- Written exercise
Find each line of the data below that contains the string "concrete" and copy those lines out in full.

Location identification entries:
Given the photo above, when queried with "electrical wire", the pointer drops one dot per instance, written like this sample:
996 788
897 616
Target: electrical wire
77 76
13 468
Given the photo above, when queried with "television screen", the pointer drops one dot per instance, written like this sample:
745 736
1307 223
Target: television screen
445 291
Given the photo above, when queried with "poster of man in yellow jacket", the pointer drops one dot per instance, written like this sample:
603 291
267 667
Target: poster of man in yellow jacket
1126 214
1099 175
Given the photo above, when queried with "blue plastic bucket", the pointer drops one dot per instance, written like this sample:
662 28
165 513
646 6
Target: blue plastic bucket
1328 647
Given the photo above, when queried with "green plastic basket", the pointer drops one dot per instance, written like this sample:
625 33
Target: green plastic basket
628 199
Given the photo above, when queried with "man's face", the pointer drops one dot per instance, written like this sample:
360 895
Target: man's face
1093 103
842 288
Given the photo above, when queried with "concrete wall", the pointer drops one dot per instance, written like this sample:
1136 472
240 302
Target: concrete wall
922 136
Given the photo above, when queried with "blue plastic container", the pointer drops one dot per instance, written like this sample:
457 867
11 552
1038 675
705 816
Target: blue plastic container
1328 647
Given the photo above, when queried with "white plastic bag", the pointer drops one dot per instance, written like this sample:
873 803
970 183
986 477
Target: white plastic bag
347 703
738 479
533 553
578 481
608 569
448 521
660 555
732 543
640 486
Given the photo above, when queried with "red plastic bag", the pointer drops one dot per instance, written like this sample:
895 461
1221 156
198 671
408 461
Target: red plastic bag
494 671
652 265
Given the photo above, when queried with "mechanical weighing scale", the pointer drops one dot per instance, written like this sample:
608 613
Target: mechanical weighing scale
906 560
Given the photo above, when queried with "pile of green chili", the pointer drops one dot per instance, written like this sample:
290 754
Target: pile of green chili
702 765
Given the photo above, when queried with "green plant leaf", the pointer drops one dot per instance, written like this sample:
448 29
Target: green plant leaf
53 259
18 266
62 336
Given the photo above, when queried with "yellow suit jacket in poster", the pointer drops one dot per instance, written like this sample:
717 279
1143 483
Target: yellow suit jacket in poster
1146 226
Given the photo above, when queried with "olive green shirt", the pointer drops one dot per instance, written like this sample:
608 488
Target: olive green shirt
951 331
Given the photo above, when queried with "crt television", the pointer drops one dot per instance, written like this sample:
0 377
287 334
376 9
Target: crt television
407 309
==
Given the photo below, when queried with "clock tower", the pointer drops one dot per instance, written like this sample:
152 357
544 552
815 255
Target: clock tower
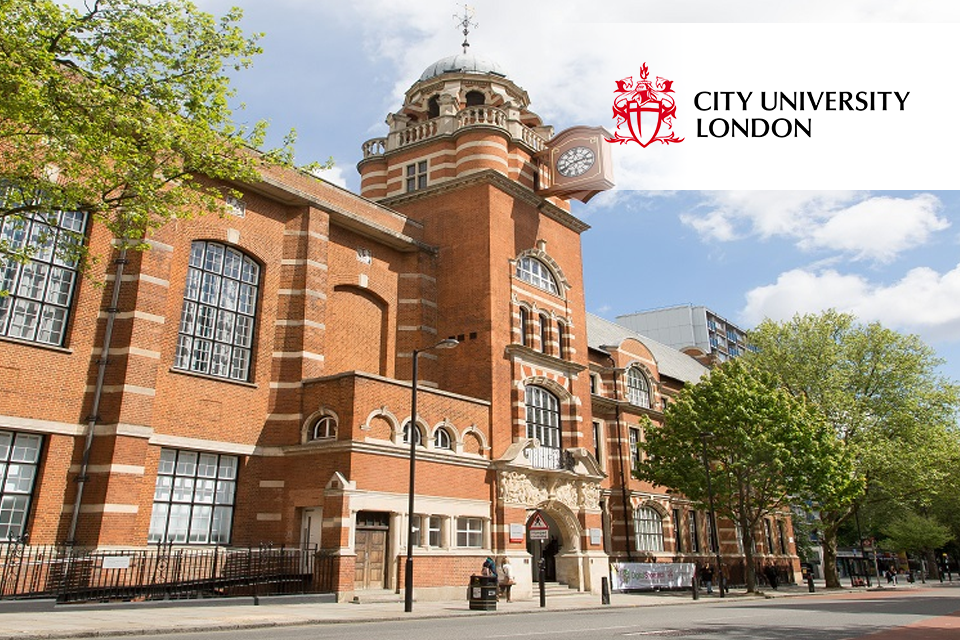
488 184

- Answer to this task
Given the photo above, when queried with "concrete wall", the pointer drops one dot per instance, written like this sample:
Target: concrete wall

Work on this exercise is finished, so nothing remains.